* **PASSAGE TO READ**
Discussion in 'Non FIAT Cars and two wheelers' started by amit, Jan 17, 2013.

  1. amit

    amit Superiore

    Navi Mumbai
    India & it's government have taken the first step toward's de-regulating diesel prices. The government has just announced that oil companies are now allowed to increase diesel prices from time to time. While diesel prices are still not de-regularised, this move does give the OMC's some liberty in adjusting diesel prices to market conditions.

    Source: NDTV Profit.

    Looks like the government is serious about raising diesel prices by Rs.10 per liter over a period of 10 months as was reported earlier.

    The only point is that there were some reports that the government was planning to tax diesel car's at the time of purchase, the amount being talked about was between Rs.80,000 to Rs.1,50,000. If the diesel prices are being partially freed up then I hope better sense prevails and the budget does not bring further bad news.

    They are also planning to raise excise duty to 14% from 12% now in the budget. Service tax it seems is also being planned to be hiked to about 14%.
    Last edited: Jan 17, 2013
  2. mightymaveryk

    mightymaveryk Regolare

    Grande Punto 1.3
    So the top executives of the oil firms are going to fill their pocket with more money... Poor people poor government.
  3. nitinkumardba

    nitinkumardba Superiore

    Don't you think it'll has negative impact on Fiat's diesel engine supply. What would happen if sale of diesel cars comes down and Maruti\Tata reduse the demand of diesel engines. Fiat is still running with FIRE Petrol engines while others have moved on to next level of technology. They should bring bring MultiAir engines to India ASAP to compete in Petrol cars.......?

* **WRITTEN EXERCISE 1**
Rewrite the paragraph of the forum thread that begins "The only point is that" in a shorter form, keeping its main facts.
* **WRITTEN EXERCISE 2**
Quote the forum thread's stretch from "Looks like the" through "further bad news.".
The records have no role in any of the tasks on this page.

* **RECORDED DATA**
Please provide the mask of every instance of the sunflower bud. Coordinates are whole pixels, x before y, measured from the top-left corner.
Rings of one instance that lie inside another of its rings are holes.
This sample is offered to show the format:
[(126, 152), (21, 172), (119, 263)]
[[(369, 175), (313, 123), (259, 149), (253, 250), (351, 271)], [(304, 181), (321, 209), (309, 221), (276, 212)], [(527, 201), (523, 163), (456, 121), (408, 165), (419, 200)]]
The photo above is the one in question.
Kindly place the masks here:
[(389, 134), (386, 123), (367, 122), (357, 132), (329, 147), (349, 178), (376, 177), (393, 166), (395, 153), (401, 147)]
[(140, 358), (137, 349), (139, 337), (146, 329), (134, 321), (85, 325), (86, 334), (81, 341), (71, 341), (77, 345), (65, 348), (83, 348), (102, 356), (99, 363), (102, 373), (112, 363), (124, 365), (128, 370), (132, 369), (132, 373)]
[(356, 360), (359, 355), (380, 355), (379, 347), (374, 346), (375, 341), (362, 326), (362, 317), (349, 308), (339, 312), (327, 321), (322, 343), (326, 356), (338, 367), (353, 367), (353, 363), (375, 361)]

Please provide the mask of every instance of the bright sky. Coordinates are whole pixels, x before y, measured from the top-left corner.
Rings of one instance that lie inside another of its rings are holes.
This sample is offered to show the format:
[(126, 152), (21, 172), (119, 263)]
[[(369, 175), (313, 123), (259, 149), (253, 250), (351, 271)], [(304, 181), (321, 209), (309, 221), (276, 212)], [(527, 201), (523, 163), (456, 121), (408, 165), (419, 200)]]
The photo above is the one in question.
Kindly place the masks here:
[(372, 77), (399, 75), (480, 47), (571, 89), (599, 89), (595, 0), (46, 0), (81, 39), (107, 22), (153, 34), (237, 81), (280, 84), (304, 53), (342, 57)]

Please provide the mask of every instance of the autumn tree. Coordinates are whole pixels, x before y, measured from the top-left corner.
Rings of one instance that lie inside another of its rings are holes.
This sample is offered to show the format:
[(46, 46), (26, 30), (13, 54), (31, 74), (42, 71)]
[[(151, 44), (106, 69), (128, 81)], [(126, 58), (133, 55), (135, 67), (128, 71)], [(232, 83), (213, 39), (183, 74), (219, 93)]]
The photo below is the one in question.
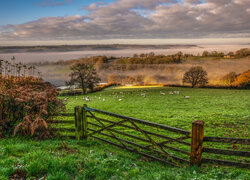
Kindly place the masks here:
[(207, 72), (201, 66), (191, 67), (183, 76), (183, 83), (191, 83), (192, 88), (208, 83)]
[(250, 88), (250, 69), (238, 75), (233, 83), (234, 86)]
[(236, 80), (237, 74), (235, 72), (230, 72), (222, 77), (222, 81), (227, 85), (231, 86), (232, 83)]
[(70, 80), (66, 82), (66, 85), (75, 85), (81, 88), (83, 94), (87, 93), (87, 89), (93, 92), (94, 87), (100, 82), (93, 64), (77, 63), (70, 69), (72, 72), (70, 73)]

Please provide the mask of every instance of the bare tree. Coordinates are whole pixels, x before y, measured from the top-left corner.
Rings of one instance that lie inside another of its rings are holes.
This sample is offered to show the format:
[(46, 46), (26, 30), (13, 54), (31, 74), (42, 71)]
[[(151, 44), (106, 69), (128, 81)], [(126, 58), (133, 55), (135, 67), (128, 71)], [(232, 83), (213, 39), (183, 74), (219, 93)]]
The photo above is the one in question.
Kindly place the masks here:
[(93, 64), (78, 63), (70, 69), (72, 71), (70, 74), (71, 79), (66, 82), (66, 85), (75, 85), (81, 88), (83, 94), (87, 93), (87, 89), (92, 92), (96, 84), (100, 82)]
[(191, 83), (195, 86), (204, 86), (208, 83), (207, 72), (201, 66), (191, 67), (183, 76), (183, 83)]

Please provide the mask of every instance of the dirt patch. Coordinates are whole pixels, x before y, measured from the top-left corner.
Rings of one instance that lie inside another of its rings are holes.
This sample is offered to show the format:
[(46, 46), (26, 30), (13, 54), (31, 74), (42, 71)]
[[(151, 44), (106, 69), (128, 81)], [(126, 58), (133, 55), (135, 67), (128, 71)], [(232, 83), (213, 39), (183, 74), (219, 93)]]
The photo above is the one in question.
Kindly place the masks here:
[(27, 178), (27, 172), (23, 169), (16, 169), (9, 180), (25, 180)]
[(59, 150), (59, 151), (66, 151), (67, 153), (71, 153), (71, 154), (78, 152), (78, 150), (70, 148), (68, 146), (68, 144), (65, 143), (65, 142), (62, 142), (61, 146), (58, 147), (57, 150)]

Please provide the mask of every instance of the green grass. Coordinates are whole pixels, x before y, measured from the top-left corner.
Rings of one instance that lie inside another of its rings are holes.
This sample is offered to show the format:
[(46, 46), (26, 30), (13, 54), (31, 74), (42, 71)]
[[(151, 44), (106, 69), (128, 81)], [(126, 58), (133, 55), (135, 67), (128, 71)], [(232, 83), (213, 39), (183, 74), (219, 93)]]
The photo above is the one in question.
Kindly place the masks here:
[[(146, 91), (146, 98), (140, 95), (141, 91)], [(160, 91), (166, 95), (161, 95)], [(180, 94), (170, 95), (170, 91), (179, 91)], [(85, 102), (82, 96), (70, 97), (67, 112), (73, 112), (75, 106), (87, 103), (92, 108), (189, 131), (194, 120), (203, 120), (205, 136), (249, 138), (249, 90), (107, 88), (86, 96), (91, 97), (92, 101)], [(184, 96), (190, 98), (185, 99)], [(73, 128), (73, 125), (67, 127)], [(207, 145), (232, 149), (232, 144)], [(244, 146), (238, 148), (246, 150)], [(224, 156), (210, 156), (224, 159)], [(227, 158), (249, 162), (249, 159), (239, 157)], [(187, 165), (173, 168), (92, 138), (85, 141), (34, 141), (19, 138), (0, 140), (0, 179), (8, 179), (14, 174), (24, 175), (27, 179), (250, 179), (247, 169), (210, 165), (203, 165), (202, 168)]]
[(0, 179), (249, 179), (246, 169), (173, 168), (98, 141), (0, 141)]
[[(146, 98), (141, 96), (141, 91), (147, 91)], [(166, 95), (161, 95), (160, 91)], [(180, 94), (170, 95), (168, 94), (170, 91), (179, 91)], [(128, 94), (131, 92), (133, 94)], [(98, 99), (100, 95), (101, 100)], [(185, 130), (191, 130), (194, 120), (202, 120), (205, 121), (206, 136), (249, 138), (249, 90), (173, 87), (108, 88), (86, 96), (89, 96), (92, 101), (83, 101), (82, 96), (77, 96), (77, 98), (71, 96), (67, 102), (67, 111), (73, 112), (75, 106), (87, 104), (92, 108)], [(113, 98), (114, 96), (115, 98)], [(190, 96), (190, 98), (185, 99), (184, 96)], [(105, 102), (103, 98), (105, 98)], [(118, 101), (118, 99), (122, 99), (122, 101)]]

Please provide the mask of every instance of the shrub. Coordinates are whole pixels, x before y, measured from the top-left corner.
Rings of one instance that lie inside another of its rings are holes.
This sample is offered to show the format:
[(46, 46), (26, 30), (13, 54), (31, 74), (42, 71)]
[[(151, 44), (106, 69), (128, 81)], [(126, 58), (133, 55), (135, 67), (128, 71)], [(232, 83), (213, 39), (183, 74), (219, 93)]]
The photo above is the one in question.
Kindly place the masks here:
[(46, 120), (64, 108), (57, 90), (34, 77), (0, 75), (0, 127), (3, 134), (48, 137)]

* **ANSWER 1**
Some reports said the government planned to tax diesel cars at purchase, by Rs.80,000 to Rs.1,50,000. If diesel prices are partly freed, the writer hopes the budget brings no more bad news.

* **ANSWER 2**
Looks like the government is serious about raising diesel prices by Rs.10 per liter over a period of 10 months as was reported earlier.

    The only point is that there were some reports that the government was planning to tax diesel car's at the time of purchase, the amount being talked about was between Rs.80,000 to Rs.1,50,000. If the diesel prices are being partially freed up then I hope better sense prevails and the budget does not bring further bad news.